Assigned task 1:
List the divisions of each page in the flip book described in the rainbow post.
Assigned task 2:
Write the next part of the rainbow post, beginning after its last sentence.

Adventures in Faith, learning every step of the way

jueves, 15 de agosto de 2013

The Rainbow

As a girl I had one of those books that has pictures of silly animal characters on each page.  This type of book has divisions for the head, body, and legs, allowing you to flip the pages and create different combinations of silly characters.  It was fun to flip through.  Sometimes I deliberately made a creation, other times I closed my eyes and flipped the pages to surprise myself with a new and unexpected combination.

So often I look at the ministry that God has given others and I want mine to look that way.  I wish for this part and that part of what the Lord has entrusted to someone else.  I realize that if this ministry were left up to me to add to, take away from, to mimic and copy bits and pieces of other ministries I know... that it would look like one of my silly childhood creations. It is only when I truly follow God's plan for my life and the ministry He has given me that they take the proper shape they should have.

God has a purpose for each of us.  He has a ministry for each of us.  He has divine plans for your life and mine.  And they are all different.  As different as the colors on the rainbow, unique and made up of different wave lengths.  Put together they form a beautiful, breathtaking sight. 

When I purpose in my heart to walk out the path that He has laid for me, I am allowing myself to be a part of something beautiful.

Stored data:
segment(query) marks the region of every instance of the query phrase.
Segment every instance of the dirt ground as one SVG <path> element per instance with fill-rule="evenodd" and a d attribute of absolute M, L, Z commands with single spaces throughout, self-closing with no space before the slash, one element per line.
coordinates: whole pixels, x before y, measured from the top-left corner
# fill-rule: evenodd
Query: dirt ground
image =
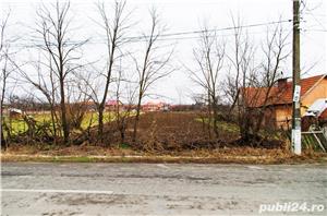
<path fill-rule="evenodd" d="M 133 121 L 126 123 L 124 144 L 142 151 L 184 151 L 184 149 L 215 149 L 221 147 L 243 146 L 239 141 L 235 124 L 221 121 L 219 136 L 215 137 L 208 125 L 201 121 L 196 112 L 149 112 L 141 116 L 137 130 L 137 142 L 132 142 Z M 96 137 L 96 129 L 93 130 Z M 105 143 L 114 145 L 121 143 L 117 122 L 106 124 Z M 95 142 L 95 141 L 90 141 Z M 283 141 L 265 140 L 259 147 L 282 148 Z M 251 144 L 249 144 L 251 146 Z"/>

---

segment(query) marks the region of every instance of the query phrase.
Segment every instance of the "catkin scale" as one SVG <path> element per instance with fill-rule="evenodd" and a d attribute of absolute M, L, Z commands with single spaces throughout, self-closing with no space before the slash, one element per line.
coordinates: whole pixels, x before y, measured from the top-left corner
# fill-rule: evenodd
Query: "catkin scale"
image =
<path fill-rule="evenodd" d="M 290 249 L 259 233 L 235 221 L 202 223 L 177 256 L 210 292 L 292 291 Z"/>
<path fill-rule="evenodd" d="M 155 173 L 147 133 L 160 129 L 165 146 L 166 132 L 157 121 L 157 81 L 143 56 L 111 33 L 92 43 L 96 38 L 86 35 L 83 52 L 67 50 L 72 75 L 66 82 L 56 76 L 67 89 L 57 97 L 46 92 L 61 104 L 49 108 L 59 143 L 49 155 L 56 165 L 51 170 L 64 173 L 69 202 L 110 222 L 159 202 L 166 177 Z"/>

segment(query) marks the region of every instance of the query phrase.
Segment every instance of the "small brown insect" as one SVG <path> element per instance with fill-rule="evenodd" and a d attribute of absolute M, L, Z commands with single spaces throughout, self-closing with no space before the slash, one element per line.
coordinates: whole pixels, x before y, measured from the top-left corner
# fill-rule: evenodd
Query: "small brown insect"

Written reply 1:
head, body, legs

Written reply 2:
Even if my life isn't always what I wish it was or what I think it could be- it is beautiful.  It is Holy.  It is set apart.  Because it is ordained by God. 

So today as I reflect on my color of the rainbow in God's scheme of things, I pray especially for contentment.  I pray that I would be content with all that the Lord has placed in my hand and done in and through me instead of looking around and desiring something else.  I pray to be content with afternoons at the park, pediatrician, or dentist.  I pray to be content with more work than time.  I pray to be content with a ministry team of 2 or 3 instead of the 8 or 10 I desire.  I pray to be content to start a feeding center on only Fridays instead of the 3 days I week I would prefer.  I pray to be content as long as I KNOW that I am walking out God's plan for me right now, in this season.  Because season's soon change.  And sometimes I think I feel the breeze of change beginning to blow around me.  And other time's I am not so sure.

In the meanwhile, I pray to be content.